• [読解用本文]
風の本棚15

(98/6.5-98/7.23)


■ A.P.シェパード「シュタイナーの思想と生涯」

■トマス・ムーア「ソウルメイト、愛と親しさの鍵」

■ 北沢方邦「近代科学の終焉」

■ 松岡正剛監修「情報文化の学校」

■ニール・ドナルド・ウォルシュ「神との対話2」

■ 中村雄二郎「日本文化における悪と罪」

■ 飛鳥昭雄・三神たける「失われたイエス・キリスト「天照大神」の謎」

■ 小林恭二「カブキの日」

■ エリーザベト・コッホ、ゲラルト・ヴァーグナー「色彩のファンタジー」

■ 田中裕「ホワイトヘッド/有機体の哲学」

 

 

A.P.シェパード「シュタイナーの思想と生涯」


(1998.6.5)

 

■A.P.シェパード「シュタイナーの思想と生涯」(中村正明訳/青土社/1999.6.10発行)

 本書の翻訳者は、ぼくから見ればあまり好ましいとは決して思えないコリン・ウィルソンの「ルドルフ・シュタイナー」の二人の訳者のうちの一人なので、少しばかり「そういう目」で読み始めたんですけど^^;、本書は、シュタイナーの思想のいわば解説書としては、とてもバランスのとれた最良のものに属するのではないかと思います。やはり、訳者に偏見を持ってはいけませんね。少しばかり反省させられました。

 それはともかく、「訳者あとがき」の最初にもふれられているように、シュタイナーの思想を学ぶ際には、原典から入るのが正しい入り方だとしても、けっこう無謀だともいえる側面は否定できないようにも思いますので、こうした適切な解説書であれば、こうしたものに目を通した上で、実際の著書や講義録などを読み始めるのもいいのではないかという気がしました。もちろん、適切な解説書であるというのが、大前提ではあるのですけど。

• [課題]
a - 本文によると、A.P.シェパード「シュタイナーの思想と生涯」の訳者は誰か。
b - レコードのうち、「bull's eye, given」を含む行から「[[307, 30], [119, 12], [307, 10], [156, 45]]」を含む行までを、両端の行も含めてそのまま書き写してください。
本文とレコードは互いに関係がない。

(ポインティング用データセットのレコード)

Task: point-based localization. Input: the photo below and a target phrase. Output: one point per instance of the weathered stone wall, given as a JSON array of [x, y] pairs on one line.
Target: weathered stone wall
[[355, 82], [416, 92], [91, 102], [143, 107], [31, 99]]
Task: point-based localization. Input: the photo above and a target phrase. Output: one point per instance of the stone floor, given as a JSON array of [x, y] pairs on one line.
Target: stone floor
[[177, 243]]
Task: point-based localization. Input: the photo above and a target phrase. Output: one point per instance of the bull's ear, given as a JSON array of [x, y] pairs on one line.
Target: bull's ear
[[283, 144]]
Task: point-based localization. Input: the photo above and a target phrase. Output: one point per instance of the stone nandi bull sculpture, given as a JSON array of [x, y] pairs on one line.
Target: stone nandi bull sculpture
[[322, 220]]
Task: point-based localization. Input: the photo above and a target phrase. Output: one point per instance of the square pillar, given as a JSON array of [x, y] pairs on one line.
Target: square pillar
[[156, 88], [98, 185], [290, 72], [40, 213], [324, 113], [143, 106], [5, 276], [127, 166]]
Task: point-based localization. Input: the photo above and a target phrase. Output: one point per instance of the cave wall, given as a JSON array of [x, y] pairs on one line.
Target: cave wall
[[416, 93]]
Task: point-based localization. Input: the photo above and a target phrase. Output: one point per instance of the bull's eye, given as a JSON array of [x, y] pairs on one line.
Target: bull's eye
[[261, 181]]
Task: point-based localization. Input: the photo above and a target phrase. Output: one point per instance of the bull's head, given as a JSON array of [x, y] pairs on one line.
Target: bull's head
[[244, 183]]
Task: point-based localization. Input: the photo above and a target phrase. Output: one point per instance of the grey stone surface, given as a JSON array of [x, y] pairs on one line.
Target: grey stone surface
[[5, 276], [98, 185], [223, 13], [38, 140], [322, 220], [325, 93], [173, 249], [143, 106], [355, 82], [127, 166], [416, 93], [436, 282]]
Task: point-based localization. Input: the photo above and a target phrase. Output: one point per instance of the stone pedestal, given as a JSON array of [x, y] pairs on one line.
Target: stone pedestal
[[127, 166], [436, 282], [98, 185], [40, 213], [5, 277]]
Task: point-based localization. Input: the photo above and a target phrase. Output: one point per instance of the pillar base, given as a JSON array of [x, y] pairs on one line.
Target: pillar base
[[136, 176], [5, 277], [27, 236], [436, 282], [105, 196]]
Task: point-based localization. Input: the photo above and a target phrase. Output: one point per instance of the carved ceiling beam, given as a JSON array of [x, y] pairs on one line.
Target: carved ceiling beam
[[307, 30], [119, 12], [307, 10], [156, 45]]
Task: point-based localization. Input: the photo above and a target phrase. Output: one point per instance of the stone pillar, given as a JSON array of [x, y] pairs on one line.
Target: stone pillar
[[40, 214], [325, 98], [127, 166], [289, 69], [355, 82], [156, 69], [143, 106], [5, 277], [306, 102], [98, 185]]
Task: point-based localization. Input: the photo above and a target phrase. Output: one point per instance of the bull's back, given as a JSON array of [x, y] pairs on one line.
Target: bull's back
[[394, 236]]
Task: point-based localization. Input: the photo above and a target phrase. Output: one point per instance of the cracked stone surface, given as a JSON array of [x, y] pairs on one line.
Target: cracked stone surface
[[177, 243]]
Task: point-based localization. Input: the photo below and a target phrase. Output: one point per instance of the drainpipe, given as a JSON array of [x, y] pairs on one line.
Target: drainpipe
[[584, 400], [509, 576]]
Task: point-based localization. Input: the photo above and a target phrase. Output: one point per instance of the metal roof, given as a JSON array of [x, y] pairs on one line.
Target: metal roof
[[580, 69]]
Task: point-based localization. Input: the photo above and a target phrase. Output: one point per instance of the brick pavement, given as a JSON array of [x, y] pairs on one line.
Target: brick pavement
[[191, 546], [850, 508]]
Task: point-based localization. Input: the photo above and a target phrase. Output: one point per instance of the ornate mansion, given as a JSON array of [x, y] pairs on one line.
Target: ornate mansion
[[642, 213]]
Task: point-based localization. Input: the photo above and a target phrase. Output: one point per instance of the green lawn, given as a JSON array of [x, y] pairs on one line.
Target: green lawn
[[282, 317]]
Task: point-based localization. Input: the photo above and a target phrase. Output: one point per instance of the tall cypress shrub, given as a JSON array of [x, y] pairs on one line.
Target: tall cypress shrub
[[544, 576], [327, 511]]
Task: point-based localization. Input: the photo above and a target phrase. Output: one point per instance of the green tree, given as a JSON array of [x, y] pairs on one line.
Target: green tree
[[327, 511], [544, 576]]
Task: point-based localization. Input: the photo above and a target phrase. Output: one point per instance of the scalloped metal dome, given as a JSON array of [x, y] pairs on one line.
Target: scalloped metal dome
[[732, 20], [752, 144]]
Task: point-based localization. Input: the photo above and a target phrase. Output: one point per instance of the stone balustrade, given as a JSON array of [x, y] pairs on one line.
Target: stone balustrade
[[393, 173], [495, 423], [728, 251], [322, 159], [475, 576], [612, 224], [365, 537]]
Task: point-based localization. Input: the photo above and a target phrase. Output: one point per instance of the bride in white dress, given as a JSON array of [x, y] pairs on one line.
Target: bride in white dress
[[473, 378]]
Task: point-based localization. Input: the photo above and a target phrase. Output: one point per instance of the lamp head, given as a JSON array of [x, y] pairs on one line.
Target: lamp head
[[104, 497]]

• [各課題の解答]
a - 中村正明。

b -
Task: point-based localization. Input: the photo above and a target phrase. Output: one point per instance of the bull's eye, given as a JSON array of [x, y] pairs on one line.
Target: bull's eye
[[261, 181]]
Task: point-based localization. Input: the photo above and a target phrase. Output: one point per instance of the bull's head, given as a JSON array of [x, y] pairs on one line.
Target: bull's head
[[244, 183]]
Task: point-based localization. Input: the photo above and a target phrase. Output: one point per instance of the grey stone surface, given as a JSON array of [x, y] pairs on one line.
Target: grey stone surface
[[5, 276], [98, 185], [223, 13], [38, 140], [322, 220], [325, 93], [173, 249], [143, 106], [355, 82], [127, 166], [416, 93], [436, 282]]
Task: point-based localization. Input: the photo above and a target phrase. Output: one point per instance of the stone pedestal, given as a JSON array of [x, y] pairs on one line.
Target: stone pedestal
[[127, 166], [436, 282], [98, 185], [40, 213], [5, 277]]
Task: point-based localization. Input: the photo above and a target phrase. Output: one point per instance of the pillar base, given as a JSON array of [x, y] pairs on one line.
Target: pillar base
[[136, 176], [5, 277], [27, 236], [436, 282], [105, 196]]
Task: point-based localization. Input: the photo above and a target phrase. Output: one point per instance of the carved ceiling beam, given as a JSON array of [x, y] pairs on one line.
Target: carved ceiling beam
[[307, 30], [119, 12], [307, 10], [156, 45]]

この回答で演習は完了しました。